_ANWEISUNG 1_
Gib den Textauszug zwischen „Die Verantwortung für“ und „Flüchtlingspolitik geeinigt haben.“ einschließlich erneut wieder und tausche dabei „Flüchtlingspolitik“ gegen „Migrationspolitik“ aus.

_TEXTAUSZUG_
-*-*-

Kurz nach dem Ende des EU-Gipfels in Brüssel am Freitag hat sich im Mittelmeer eine weitere Katastrophe ereignet. Medienberichten zufolge kenterte ein Boot mit etwa 120 Flüchtlingen und Migranten vor der libyschen Küste. Nur wenige Menschen seien gerettet worden und über hundert voraussichtlich ertrunken. Laut Zeugen waren viele marokkanische und jemenitische Familien an Bord des Schlauchbootes, darunter Babys, Kinder und zahlreiche Frauen.
Infolge der Blockade und der Kriminalisierung von Seenotrettern waren bereits vor dem Gipfel innerhalb weniger Tage bei mehreren Unglücken etwa 220 Menschen ertrunken. Und „das ist eine konservative Schätzung“, sagte der Sprecher des UN-Flüchtlingshilfswerks (UNHCR). Insgesamt sind damit laut UN-Angaben seit dem 1. Januar 2014 über 16.346 Menschen (Stand 18. Juni 2018) ums Leben gekommen und seit dem Jahr 2000 sogar über 35.000 Menschen an den europäischen Außengrenzen gestorben.
Die Verantwortung für diesen Massenmord liegt bei der EU und ihren nationalen Regierungen, die sich in Brüssel auf eine weitere massive Verschärfung ihrer Flüchtlingspolitik geeinigt haben.
Vorgesehen sind unter anderem die komplette Abriegelung der „Festung Europa“ und Massendeportationen in die Kriegsgebiete des Nahen und Mittleren Ostens. „Der Europäische Rat erinnert daran, dass die Mitgliedstaaten eine wirksame Kontrolle der EU-Außengrenzen mit finanzieller und materieller Unterstützung der EU gewährleisten müssen. Er betont ferner, dass die effektive Rückführung irregulärer Migranten deutlich verstärkt werden muss,“ heißt es in den offiziellen „Schlussfolgerungen“ des Gipfels.
Um die Abwehr von Flüchtlingen durchzusetzen, soll etwa die europäische Grenzschutzagentur Frontex „durch eine Aufstockung der Mittel und ein erweitertes Mandat weiter ausgebaut werden“. Außerdem ist die Einrichtung von de facto Konzentrationslagern für Flüchtlinge in Nordafrika und innerhalb der EU geplant. Sie werden in der Gipfelerklärung euphemistisch als „Ausschiffungsplattformen“ und „kontrollierte Zentren“ zur „Umsiedlung und der Neuansiedlung“ bezeichnet.

-*-*-

_GEGEBENE ANGABEN_
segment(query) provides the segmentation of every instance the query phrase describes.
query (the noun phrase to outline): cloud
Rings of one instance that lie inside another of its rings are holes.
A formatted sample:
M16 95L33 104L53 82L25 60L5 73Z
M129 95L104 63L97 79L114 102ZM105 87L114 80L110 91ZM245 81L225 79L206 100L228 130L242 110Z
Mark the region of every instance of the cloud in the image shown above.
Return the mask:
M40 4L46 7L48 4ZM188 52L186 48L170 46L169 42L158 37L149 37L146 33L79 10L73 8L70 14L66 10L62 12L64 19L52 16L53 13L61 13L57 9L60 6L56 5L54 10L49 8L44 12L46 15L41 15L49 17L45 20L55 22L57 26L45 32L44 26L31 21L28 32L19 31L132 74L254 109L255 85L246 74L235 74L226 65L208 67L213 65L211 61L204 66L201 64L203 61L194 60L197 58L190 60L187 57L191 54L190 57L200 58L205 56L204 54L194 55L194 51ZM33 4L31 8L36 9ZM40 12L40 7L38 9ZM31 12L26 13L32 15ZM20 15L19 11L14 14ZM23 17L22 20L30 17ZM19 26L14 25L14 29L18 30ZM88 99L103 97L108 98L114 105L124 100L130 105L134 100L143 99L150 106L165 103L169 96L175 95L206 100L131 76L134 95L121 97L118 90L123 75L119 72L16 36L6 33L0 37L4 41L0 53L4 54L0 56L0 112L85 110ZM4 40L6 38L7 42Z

-*-*-

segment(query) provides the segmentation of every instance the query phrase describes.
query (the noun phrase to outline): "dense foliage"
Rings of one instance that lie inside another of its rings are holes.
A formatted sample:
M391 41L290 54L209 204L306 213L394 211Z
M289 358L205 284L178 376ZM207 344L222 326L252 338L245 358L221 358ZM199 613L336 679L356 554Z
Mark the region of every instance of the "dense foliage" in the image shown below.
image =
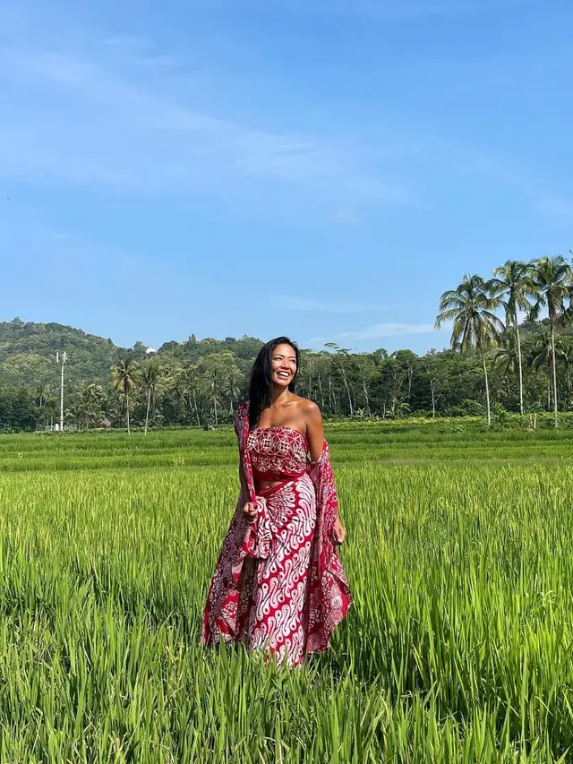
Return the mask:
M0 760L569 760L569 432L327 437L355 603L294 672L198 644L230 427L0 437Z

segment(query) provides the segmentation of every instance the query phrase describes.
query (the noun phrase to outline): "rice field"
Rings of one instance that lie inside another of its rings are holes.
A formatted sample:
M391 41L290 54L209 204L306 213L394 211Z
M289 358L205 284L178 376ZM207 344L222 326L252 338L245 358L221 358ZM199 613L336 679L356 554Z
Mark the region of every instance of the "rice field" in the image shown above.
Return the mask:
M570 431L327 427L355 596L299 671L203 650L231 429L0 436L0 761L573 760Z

-*-*-

_ANWEISUNG 2_
Filtere die Auflistung und gib jede Zeile unverändert aus, die die Zeichenfolge „foliage“ enthält. Groß- und Kleinschreibung ist dabei zu beachten.

_RICHTIGES ERGEBNIS 1_
Die Verantwortung für diesen Massenmord liegt bei der EU und ihren nationalen Regierungen, die sich in Brüssel auf eine weitere massive Verschärfung ihrer Migrationspolitik geeinigt haben.

_RICHTIGES ERGEBNIS 2_
query (the noun phrase to outline): "dense foliage"
Mark the region of every instance of the "dense foliage" in the image shown below.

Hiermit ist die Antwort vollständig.